**Aim**
Update the rows below, starting with the line that contains "provide the segmentation of **pipefish**, every" and continuing through the end of the rows, by replacing "red algae strand" with "kelp strand". Give back only those lines, with everything else left unchanged.

**Given records**
=====
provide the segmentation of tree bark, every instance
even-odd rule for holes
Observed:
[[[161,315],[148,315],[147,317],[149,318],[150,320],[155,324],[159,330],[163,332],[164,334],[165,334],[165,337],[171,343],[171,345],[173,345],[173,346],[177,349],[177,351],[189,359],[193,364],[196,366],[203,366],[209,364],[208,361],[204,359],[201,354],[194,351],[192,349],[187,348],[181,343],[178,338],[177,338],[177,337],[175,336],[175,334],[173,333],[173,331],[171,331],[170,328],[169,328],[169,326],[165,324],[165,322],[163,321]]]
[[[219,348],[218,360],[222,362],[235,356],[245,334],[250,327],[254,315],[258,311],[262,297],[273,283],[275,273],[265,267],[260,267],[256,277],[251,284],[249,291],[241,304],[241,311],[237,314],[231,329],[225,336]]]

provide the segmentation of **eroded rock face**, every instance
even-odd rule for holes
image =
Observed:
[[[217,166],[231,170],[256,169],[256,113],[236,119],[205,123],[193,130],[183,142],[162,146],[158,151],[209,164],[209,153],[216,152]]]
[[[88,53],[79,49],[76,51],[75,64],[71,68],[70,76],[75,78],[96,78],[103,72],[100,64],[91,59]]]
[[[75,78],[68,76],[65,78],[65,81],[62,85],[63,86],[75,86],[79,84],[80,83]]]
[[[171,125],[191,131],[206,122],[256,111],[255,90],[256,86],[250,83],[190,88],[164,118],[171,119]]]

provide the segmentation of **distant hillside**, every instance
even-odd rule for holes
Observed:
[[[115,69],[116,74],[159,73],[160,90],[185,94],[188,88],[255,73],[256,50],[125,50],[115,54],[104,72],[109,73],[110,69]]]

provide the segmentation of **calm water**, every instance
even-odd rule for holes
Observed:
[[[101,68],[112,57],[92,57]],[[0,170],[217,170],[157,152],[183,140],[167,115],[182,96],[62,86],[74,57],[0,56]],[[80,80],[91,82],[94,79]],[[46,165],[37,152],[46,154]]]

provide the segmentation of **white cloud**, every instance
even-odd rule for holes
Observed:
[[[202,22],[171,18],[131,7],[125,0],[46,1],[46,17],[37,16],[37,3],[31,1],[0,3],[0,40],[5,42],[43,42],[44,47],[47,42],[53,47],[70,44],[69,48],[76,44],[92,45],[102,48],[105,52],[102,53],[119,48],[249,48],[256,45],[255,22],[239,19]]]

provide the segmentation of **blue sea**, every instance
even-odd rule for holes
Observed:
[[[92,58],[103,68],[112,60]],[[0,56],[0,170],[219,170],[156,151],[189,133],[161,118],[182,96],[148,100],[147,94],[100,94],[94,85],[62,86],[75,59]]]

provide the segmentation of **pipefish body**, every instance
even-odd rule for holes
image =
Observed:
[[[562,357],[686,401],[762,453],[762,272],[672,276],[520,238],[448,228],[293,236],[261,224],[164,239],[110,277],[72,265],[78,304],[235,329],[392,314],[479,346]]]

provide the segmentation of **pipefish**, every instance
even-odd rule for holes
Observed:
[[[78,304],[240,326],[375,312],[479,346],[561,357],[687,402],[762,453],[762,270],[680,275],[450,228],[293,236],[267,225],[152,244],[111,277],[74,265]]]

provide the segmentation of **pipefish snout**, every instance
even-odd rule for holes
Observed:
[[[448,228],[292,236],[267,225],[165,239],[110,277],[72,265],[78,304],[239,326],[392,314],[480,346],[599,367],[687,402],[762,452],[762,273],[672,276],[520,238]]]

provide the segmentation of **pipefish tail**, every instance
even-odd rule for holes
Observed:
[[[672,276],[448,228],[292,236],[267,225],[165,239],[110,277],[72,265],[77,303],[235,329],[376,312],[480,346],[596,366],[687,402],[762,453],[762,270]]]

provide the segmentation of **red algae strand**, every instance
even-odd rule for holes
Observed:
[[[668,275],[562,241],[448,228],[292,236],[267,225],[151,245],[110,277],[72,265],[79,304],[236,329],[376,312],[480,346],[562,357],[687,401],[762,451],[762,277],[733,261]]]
=====
**Solved problem**
provide the segmentation of **pipefish**, every instance
even-odd rule for holes
Observed:
[[[78,304],[240,326],[375,312],[479,346],[561,357],[687,402],[762,453],[762,270],[680,275],[450,228],[293,236],[267,225],[152,244],[111,277],[74,265]]]

provide the segmentation of **pipefish snout**, every instance
even-odd rule for holes
Observed:
[[[448,228],[292,236],[267,225],[165,239],[110,277],[72,265],[78,304],[239,326],[392,314],[480,346],[599,367],[687,402],[762,452],[762,273],[672,276],[520,238]]]

provide the segmentation of **pipefish tail**, every instance
even-odd rule for holes
Observed:
[[[672,276],[448,228],[292,236],[267,225],[165,239],[110,277],[72,265],[77,303],[235,329],[376,312],[480,346],[596,366],[687,402],[762,453],[762,270]]]

provide the segmentation of **kelp strand**, every instance
even-odd rule for holes
Observed:
[[[668,275],[562,241],[448,228],[292,236],[267,225],[151,245],[110,277],[72,265],[79,304],[236,329],[376,312],[480,346],[562,357],[687,401],[762,451],[762,277],[733,261]]]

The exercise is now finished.